> **Descrizione del compito**
Nel testo sul V-day di Genova, elenca per favore le tre immagini usate per descrivere gli altri partiti, Napolitano e la vecchia politica.

> **Testo estratto**

Un V-day il primo dicembre a Genova era un azzardo. Sabato c’era nevischio. Ieri il tempo è stato clemente: freddo pungente, ma niente pioggia. È rimasta la “V” iniziale anche nel terzo capitolo delle adunanze. Sta per “Vendetta” e per “Vaffa”. La protesta c’è ancora, e con essa la rivendicazione di un essere orgogliosamente diversi. Gli altri partiti sono “zombie a cui dare l’estrema unzione”, Napolitano è un patriarca che rimarrà “solo nel tradire l’Italia”. Grillo ha paragonato la vecchia politica a un’ameba insignificante che, pur di sopravvivere, si frantuma in mille microcellule pur di occupare ogni spazio. È tornato anche un refrain degli spettacoli di controinformazione 1993-2007: “La corruzione semantica” che il potere usa per abbindolare i cittadini. Ieri inceneritori, oggi “termovalorizzatori”. Ieri soldi ai partiti, oggi “rimborsi elettorali”.

> **Record estratti**
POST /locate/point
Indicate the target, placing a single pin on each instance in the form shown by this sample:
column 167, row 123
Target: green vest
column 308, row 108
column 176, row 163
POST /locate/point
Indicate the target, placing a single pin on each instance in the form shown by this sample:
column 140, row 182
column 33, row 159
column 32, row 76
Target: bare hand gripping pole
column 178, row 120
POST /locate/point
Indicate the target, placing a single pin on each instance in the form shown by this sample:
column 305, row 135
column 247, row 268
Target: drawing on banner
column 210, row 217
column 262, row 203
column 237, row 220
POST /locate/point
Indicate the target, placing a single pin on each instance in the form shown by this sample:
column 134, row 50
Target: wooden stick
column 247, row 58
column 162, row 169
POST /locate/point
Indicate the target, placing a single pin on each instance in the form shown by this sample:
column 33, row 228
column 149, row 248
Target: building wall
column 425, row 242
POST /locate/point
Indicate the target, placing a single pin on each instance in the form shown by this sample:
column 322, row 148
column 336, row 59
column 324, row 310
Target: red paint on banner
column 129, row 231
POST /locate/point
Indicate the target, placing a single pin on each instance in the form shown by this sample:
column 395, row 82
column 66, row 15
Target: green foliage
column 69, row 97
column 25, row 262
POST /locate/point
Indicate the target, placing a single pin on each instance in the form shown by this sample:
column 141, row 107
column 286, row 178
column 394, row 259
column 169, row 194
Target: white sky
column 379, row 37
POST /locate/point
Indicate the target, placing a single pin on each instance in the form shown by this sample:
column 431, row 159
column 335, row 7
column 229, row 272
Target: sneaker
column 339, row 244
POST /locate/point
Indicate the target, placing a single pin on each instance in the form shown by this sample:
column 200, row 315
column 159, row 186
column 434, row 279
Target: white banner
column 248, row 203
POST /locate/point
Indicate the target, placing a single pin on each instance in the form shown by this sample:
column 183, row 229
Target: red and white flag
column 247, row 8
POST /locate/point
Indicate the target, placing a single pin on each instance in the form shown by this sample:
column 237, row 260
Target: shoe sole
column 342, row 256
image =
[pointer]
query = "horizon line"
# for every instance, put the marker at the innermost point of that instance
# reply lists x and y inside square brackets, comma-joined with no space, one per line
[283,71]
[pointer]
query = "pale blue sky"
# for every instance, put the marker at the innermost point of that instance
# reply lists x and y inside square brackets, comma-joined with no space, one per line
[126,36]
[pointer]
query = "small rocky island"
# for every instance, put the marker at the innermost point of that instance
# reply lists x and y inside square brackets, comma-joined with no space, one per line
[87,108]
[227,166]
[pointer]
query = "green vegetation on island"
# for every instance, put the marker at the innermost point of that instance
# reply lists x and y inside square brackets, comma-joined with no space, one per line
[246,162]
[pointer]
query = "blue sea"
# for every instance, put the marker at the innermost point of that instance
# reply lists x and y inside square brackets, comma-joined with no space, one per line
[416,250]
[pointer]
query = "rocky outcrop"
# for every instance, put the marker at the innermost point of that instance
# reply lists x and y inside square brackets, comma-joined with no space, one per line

> **Spazio risposta**
- Gli altri partiti: "zombie a cui dare l'estrema unzione"
- Napolitano: un patriarca che rimarrà "solo nel tradire l'Italia"
- La vecchia politica: un'ameba insignificante che si frantuma in mille microcellule pur di occupare ogni spazio